* WHAT THIS EXERCISE ASKS *
- A) Name every Emacs mode mentioned in the vim-to-Emacs post.
- B) Write what comes next in the vim-to-Emacs post and its comment thread, starting after its final sentence.

* SOURCE EXTRACT *
────────────────────────────────────────

2010~2011: learn vim because I wanted to slack off studying for exams

2012: addicted to vim keybindings at this point, tell people 'I can't use other editors without "proper" vim keybindings'

2012: also discover tmux, because i wanted the ability to use vim keybindings and copy things in/out of shell

2012-2016: dabble with emacs sproadically, put off every time due to my vim keybinding addiction. tried evil mode during this time, and to my limited knowledge of emacs, things like C-u not working (scroll up half a page in vim) tick me off and in different modes the vim keybindings would suddenly disappear which was annoying

2016.04: discover spacemacs, try again, things work quite magically. in addition modes like org-mode are working as I expect (no random de-binding of evil-mode), discover new modes like magit and projectile-helm which keep me in (spac)emacs. also supports screen splitting with (:vsp, :sp) which is great.

one thing i really like about emacs is i still use the shell (awk/sed/ag/etc) for a lot of tasks, and since i can use the shell inside an emacs buffer, copying-pasting out of them are incredibly easy, replacing my tmux usage.

next step for me is to get more proficient in emacs (i hope i can read emails, do simple browsing, etc) and then hopefully setup emacs from scratch for an exercise instead of relying on spacemacs to do everything for me

4 comments

I was once a vim user for a year and switched to emacs to look at its advantage from vim. Keybindings gave me so much pain to adjust and took my brain for a month to completely absorb the keybindings. And even did 'alias vim=$(which emacs)' to force my self to use emacs. I did not try evil-mode thinking that won't resolve my vim addiction. Now I still happily use emacs for 2 years everyday and never get back to vim except for some circumstance that I am forced to use vim on other computers.
> Keybindings gave me so much pain

Why didn't you define your custom keys with global-set-key in Emacs Lisp? This is one of the first things an Emacs novice should learn and do.

────────────────────────────────────────

(Records of labeled points)
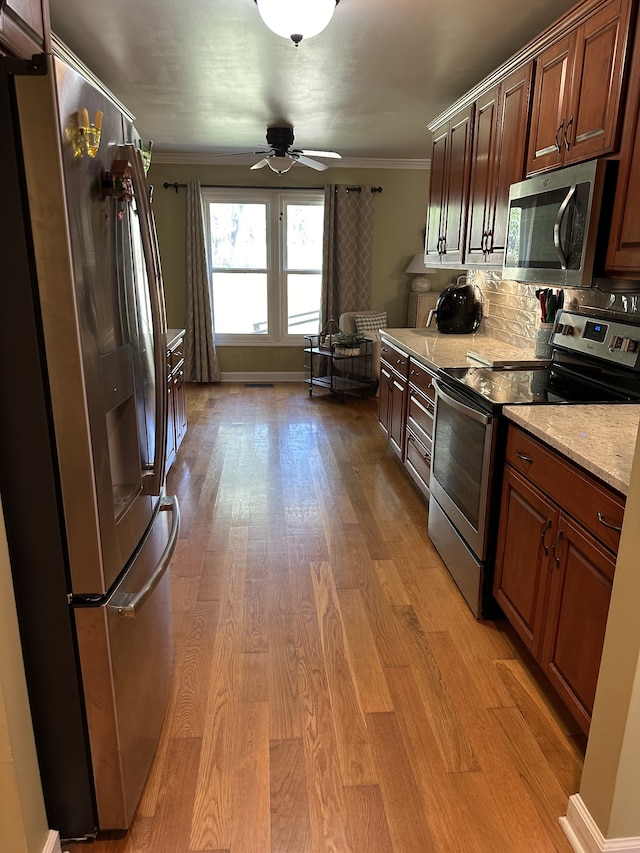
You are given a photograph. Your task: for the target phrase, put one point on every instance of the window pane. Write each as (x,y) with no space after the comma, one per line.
(240,303)
(238,235)
(305,225)
(303,304)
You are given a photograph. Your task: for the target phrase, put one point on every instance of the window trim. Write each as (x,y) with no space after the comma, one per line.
(275,201)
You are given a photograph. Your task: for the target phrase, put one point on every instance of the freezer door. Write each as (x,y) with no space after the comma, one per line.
(126,657)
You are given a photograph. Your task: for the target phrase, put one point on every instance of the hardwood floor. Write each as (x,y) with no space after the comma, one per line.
(332,690)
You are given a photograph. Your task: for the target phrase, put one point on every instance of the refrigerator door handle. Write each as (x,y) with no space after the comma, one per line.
(129,604)
(154,479)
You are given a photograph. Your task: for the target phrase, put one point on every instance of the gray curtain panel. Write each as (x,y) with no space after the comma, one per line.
(201,359)
(348,242)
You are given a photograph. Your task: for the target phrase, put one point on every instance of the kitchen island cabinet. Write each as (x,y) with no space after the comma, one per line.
(559,530)
(24,28)
(578,89)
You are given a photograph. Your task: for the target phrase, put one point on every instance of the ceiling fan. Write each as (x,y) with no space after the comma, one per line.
(281,156)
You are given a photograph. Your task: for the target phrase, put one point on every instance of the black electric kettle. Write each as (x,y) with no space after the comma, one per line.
(458,310)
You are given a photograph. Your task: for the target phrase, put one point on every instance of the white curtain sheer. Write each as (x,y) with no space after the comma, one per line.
(348,245)
(201,359)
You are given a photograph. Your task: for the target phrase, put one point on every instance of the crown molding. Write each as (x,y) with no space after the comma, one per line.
(190,158)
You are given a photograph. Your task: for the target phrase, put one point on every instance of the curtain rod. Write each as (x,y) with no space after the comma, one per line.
(176,186)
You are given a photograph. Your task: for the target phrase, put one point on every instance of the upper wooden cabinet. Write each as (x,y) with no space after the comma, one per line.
(449,190)
(24,27)
(578,86)
(623,256)
(497,161)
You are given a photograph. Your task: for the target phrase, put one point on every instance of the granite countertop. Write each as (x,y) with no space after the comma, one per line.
(436,350)
(600,438)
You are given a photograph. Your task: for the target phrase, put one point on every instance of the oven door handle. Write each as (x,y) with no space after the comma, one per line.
(465,407)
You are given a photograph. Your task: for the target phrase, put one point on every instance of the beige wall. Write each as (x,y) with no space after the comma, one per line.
(400,211)
(23,821)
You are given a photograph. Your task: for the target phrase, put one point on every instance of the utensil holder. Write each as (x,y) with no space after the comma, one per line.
(542,347)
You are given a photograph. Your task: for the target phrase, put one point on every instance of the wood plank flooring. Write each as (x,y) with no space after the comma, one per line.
(333,692)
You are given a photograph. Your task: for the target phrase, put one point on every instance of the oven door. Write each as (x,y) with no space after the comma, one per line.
(462,465)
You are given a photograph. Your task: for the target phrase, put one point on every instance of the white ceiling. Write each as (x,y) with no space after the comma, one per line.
(206,76)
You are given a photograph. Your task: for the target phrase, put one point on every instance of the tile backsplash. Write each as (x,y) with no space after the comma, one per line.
(511,312)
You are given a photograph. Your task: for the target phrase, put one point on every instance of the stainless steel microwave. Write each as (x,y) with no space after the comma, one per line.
(554,225)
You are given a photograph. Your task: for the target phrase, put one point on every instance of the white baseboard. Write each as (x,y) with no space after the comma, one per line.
(53,843)
(261,377)
(584,835)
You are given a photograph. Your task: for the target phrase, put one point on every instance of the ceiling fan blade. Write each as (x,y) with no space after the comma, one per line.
(332,154)
(307,161)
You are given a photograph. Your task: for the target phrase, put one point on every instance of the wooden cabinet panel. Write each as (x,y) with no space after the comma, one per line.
(437,191)
(392,400)
(555,564)
(589,501)
(527,530)
(580,593)
(498,160)
(578,89)
(24,27)
(449,190)
(623,255)
(553,76)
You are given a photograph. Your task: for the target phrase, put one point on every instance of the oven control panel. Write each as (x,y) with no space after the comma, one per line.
(611,340)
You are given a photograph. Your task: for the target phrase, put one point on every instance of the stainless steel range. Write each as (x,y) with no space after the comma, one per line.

────────────────────────────────────────

* THE RESPONSES *
- A) evil mode, org-mode, magit, projectile-helm

- B)
> one thing i really like about emacs is i still use the shell (awk/sed/ag/etc) for a lot of tasks, and since i can use the shell inside an emacs buffer, copying-pasting out of them are incredibly easy, replacing my tmux usage.

I mainly use vim and what I normally do to use shell within vim is to open another window and run something like:

    :r !some-shell-command
If I want to filter text within the buffer to the shell command, I can visually highlight it and run.

    :'<,'> !some-other-command
It's easy enough to undo the result and retry. I can edit the shell command opening the command line window with q: (which allows me to browse through my ex command history and use standard vim keybindings to edit, copy, and paste parts of the commands from the history that I need to run them again.

I know you can do something similar in emacs using the M-! keybinding, but I'm sure that's not an orthodox way of doing things in that environment.

Sure it is, via C-u M-! . I'm not sure what you mean by "orthodox", but that's part of the standard configuration, so I have to consider that whatever Emacs orthodoxy there is must include it.
Doing email in emacs is not hard to set up, the hard part is ensuring that all your email is text-only. Likewise for browsing.
Regarding the shell inside emacs buffer: neovim can do this too now.